§ **Work task**
Every line of the data below is to be retyped exactly.

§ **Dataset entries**
• • • •

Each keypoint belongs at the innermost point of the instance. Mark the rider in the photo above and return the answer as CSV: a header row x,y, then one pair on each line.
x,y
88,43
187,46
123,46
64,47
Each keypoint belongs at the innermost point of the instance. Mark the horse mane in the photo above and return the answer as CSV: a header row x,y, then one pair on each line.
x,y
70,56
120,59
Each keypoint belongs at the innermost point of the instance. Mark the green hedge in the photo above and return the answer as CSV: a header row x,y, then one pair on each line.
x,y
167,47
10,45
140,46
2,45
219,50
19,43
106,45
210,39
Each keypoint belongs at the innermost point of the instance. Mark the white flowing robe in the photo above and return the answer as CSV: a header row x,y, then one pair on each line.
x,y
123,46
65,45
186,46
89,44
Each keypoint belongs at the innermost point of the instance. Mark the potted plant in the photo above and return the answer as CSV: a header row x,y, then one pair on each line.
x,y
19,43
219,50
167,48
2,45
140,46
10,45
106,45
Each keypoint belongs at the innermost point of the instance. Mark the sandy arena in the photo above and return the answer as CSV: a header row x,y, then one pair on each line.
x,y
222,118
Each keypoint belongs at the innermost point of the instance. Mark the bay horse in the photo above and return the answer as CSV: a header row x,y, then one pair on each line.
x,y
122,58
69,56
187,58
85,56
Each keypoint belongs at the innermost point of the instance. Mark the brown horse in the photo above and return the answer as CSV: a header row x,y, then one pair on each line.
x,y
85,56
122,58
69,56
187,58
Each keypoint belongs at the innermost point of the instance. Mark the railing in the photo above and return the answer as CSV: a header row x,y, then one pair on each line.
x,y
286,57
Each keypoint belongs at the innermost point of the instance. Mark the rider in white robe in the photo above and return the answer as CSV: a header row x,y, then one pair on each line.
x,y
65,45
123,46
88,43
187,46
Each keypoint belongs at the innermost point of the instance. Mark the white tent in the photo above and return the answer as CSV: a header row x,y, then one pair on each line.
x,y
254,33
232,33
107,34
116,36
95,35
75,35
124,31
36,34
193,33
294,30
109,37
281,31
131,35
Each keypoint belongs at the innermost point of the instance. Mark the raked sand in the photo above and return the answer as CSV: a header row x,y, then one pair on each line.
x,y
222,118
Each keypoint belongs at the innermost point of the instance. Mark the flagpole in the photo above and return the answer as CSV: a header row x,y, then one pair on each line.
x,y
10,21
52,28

• • • •

§ **Response to the task**
Each keypoint belongs at the innermost point of the instance. Mark the rider in the photo above and return the answer as CSV: a header row x,y, then one pair on each line.
x,y
88,43
187,46
123,46
64,47
Each keypoint belongs at the innermost point of the instance. Mark the horse mane in the photo above and return the answer as CSV: a header row x,y, then one pair on each line.
x,y
70,56
120,59
Each keypoint belongs at the innermost point of the instance. Mark the green hedge in the photo above and return the answer as CSV: a header row x,y, then one pair on each line.
x,y
167,47
10,45
140,46
2,45
219,50
19,43
106,45
210,39
Each keypoint belongs at the innermost point of the instance. Mark the white flowing robe in the photo above and return the answer as CSV: a header row x,y, then one pair on each line.
x,y
123,46
65,45
186,46
89,44
Each keypoint belongs at the innermost point of the instance. Mark the potted plant in the photo above and return the answer as CSV: a header row x,y, then one pair on each line.
x,y
19,43
219,50
167,48
2,45
140,46
10,45
106,45
Each keypoint belongs at the innermost point of the instance. Mark the sandy arena in the photo above and return the answer as CSV: a header row x,y, then one pair on each line.
x,y
222,118
Each keypoint belongs at the innermost point of the instance. Mark the bay horse in the photo above and return the answer as CSV: a header row x,y, then one pair on each line.
x,y
122,58
69,56
187,58
85,56
Each keypoint belongs at the innermost point of the instance. Mark the brown horse in the photo above and return the answer as CSV: a header row x,y, then one pair on each line.
x,y
85,56
122,58
69,56
187,58
Each keypoint belongs at the innermost point of the instance. Mark the railing in the photo above and return the answer as CSV: a header row x,y, then one pair on each line.
x,y
286,57
Each keypoint belongs at the innermost point of the instance. Mark the rider in white robe in the photo above and return the answer as CSV: a header row x,y, then one pair on each line.
x,y
65,45
123,46
88,43
187,46
Each keypoint belongs at the innermost point of the instance. Mark the white tent in the photo above and return the answer as CSV: a header row x,y, then one pair on each line.
x,y
254,33
232,33
107,34
116,36
95,35
75,35
124,31
36,34
193,33
294,30
109,37
281,31
131,35
Each keypoint belongs at the innermost point of the instance. Mark the raked sand in the photo above and return the answer as CSV: a header row x,y, then one pair on each line.
x,y
222,118
Each keypoint belongs at the innermost point of the instance. Mark the flagpole in the photo above and return the answer as CSV: a header row x,y, then one pair on each line.
x,y
10,21
52,28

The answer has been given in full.